Location annotation dataset excerpts:

################

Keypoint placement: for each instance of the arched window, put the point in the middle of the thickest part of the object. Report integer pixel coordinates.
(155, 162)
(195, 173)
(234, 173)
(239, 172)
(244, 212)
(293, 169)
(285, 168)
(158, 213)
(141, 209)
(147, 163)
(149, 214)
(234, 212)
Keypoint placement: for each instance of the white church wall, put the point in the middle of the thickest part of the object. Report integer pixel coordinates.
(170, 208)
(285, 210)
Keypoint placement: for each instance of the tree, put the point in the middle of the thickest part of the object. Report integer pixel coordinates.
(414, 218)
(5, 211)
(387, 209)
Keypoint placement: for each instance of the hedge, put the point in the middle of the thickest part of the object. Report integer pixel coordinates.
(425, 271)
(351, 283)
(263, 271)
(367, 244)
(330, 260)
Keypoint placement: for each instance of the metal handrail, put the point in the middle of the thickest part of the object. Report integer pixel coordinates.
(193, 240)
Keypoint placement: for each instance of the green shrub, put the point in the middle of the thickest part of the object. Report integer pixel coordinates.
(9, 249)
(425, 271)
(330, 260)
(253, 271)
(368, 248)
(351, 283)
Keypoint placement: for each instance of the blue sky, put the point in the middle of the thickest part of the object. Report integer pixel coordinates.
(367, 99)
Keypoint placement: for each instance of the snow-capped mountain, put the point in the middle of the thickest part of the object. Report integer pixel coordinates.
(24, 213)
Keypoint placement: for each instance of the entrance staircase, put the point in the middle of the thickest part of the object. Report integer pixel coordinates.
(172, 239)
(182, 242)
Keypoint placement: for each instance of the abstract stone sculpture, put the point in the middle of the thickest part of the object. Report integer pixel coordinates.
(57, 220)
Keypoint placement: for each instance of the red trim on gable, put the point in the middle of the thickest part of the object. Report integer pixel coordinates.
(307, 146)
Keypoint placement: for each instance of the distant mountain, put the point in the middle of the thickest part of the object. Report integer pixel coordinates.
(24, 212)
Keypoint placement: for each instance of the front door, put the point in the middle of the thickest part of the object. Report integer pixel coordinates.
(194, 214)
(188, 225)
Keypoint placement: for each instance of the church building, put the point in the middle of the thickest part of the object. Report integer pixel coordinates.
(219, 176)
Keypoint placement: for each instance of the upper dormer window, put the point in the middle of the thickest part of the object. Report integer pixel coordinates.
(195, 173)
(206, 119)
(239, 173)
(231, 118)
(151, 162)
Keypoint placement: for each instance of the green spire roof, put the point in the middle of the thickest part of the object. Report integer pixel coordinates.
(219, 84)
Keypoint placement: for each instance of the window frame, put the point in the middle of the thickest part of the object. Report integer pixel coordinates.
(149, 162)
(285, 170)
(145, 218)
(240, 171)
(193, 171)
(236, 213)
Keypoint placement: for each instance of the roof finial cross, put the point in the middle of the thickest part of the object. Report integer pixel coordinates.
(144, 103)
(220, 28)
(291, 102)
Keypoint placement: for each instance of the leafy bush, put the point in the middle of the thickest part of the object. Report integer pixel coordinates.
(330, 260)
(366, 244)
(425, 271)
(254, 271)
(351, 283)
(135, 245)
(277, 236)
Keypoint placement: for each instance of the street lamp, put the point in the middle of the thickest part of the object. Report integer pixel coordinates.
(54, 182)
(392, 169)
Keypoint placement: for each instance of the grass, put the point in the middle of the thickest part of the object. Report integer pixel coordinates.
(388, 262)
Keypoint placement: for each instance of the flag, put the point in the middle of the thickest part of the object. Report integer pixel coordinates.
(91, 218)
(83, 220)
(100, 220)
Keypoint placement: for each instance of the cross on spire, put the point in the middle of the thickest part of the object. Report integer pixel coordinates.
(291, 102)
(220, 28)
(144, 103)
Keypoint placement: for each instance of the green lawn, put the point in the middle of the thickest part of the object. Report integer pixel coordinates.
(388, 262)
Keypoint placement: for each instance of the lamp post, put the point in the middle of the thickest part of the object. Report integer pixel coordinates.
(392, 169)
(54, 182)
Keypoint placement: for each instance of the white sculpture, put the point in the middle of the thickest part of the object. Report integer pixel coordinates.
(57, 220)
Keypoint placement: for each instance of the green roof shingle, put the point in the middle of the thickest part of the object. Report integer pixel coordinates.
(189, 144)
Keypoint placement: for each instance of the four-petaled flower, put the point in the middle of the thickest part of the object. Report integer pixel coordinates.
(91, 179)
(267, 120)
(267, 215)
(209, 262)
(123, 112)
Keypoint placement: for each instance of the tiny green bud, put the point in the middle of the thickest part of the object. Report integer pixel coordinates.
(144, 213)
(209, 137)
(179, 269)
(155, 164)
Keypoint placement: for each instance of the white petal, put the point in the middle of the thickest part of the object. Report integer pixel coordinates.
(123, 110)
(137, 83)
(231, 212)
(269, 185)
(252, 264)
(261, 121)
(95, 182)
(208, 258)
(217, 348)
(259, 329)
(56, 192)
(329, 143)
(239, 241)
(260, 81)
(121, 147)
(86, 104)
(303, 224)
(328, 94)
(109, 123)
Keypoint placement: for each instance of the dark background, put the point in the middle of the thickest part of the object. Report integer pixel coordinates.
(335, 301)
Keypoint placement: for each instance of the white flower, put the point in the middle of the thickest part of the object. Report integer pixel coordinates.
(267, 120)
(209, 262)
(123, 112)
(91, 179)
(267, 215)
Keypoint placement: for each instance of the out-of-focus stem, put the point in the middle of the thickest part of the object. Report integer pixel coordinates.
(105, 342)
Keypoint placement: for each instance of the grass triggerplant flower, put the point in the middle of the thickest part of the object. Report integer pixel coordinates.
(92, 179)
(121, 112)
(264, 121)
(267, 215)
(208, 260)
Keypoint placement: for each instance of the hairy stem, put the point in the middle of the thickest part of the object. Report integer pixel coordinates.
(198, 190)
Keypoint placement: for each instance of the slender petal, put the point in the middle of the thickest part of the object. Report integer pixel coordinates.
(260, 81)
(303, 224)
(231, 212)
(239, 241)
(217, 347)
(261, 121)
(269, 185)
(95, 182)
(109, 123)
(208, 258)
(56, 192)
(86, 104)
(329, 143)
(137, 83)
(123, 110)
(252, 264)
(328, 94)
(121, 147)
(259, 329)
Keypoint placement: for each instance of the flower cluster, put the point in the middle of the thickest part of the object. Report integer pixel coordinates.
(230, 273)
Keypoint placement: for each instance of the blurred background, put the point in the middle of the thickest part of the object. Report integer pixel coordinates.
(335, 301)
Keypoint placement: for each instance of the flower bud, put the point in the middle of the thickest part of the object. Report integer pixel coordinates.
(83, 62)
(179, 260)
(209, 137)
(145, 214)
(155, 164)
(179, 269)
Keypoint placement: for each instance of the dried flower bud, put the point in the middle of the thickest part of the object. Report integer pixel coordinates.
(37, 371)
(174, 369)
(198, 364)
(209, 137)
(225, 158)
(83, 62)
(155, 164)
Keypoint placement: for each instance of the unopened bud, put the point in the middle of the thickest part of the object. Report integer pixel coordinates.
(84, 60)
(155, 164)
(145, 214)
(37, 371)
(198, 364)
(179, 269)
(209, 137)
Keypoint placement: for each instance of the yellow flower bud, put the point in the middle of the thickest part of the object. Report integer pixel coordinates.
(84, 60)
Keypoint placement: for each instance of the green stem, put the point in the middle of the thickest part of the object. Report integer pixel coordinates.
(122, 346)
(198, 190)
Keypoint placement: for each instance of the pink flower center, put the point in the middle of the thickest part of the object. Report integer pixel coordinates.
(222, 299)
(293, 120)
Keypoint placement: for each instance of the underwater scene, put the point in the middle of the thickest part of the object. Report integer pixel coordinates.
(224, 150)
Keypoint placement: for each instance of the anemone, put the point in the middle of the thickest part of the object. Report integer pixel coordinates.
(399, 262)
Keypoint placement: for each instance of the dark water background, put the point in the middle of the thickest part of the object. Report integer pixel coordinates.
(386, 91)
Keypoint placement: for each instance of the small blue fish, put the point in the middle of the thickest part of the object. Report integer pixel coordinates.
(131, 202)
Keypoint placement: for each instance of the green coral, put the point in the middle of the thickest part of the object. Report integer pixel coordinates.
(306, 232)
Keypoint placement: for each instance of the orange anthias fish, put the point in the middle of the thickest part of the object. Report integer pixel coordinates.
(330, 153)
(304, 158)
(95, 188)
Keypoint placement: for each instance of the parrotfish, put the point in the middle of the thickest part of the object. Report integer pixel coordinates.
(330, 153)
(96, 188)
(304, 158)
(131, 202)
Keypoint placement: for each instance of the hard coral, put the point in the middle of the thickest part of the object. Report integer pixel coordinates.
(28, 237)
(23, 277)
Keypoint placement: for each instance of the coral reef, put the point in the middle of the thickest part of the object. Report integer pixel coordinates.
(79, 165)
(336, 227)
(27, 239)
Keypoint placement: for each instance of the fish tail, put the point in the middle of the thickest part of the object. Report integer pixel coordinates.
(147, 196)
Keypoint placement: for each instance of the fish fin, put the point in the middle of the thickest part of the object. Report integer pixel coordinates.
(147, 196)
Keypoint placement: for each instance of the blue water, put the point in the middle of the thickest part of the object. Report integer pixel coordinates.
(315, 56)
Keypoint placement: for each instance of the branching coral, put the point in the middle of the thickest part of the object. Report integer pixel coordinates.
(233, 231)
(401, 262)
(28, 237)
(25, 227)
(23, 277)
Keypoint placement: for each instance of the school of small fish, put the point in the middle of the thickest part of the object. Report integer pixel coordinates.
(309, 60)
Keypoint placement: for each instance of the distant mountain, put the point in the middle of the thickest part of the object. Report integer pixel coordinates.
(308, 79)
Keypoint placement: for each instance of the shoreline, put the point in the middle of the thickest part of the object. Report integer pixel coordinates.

################

## TASK STATEMENT
Please retype, exactly as written, every line from the line containing "Keypoint placement: for each instance of the hard" through the last line of the records above, including both of those lines, and nothing else.

## TASK OUTPUT
Keypoint placement: for each instance of the hard coral, put the point in the middle of the thickest part of the object. Report integer pixel coordinates.
(28, 237)
(23, 277)
Keypoint placement: for each instance of the coral reef, put the point in the middle of the thickest part of the object. Report integer pixel coordinates.
(79, 165)
(336, 227)
(27, 239)
Keypoint placement: for each instance of the fish tail, put the point in the middle of the thickest part of the object. Report integer pixel coordinates.
(147, 196)
Keypoint placement: for each instance of the fish fin, put the point in the middle of the thickest part of the object. Report integer pixel coordinates.
(147, 196)
Keypoint placement: for each instance of the blue water, put the point in the middle of the thickest part of the object. Report integer pixel coordinates.
(315, 56)
Keypoint placement: for each instance of the branching coral, put the point in the middle of the thickest part of the object. Report integer pixel coordinates.
(233, 231)
(401, 262)
(28, 237)
(25, 227)
(23, 277)
Keypoint placement: for each instance of the school of small fish, put the point in the middle of the thickest part of the object. Report integer pixel coordinates.
(309, 60)
Keypoint placement: for each instance of the distant mountain, put the point in the middle of the thickest part of the object. Report integer pixel coordinates.
(308, 79)
Keypoint placement: for each instance of the shoreline, put the point in the middle of the thickest part of the object. Report integer pixel coordinates.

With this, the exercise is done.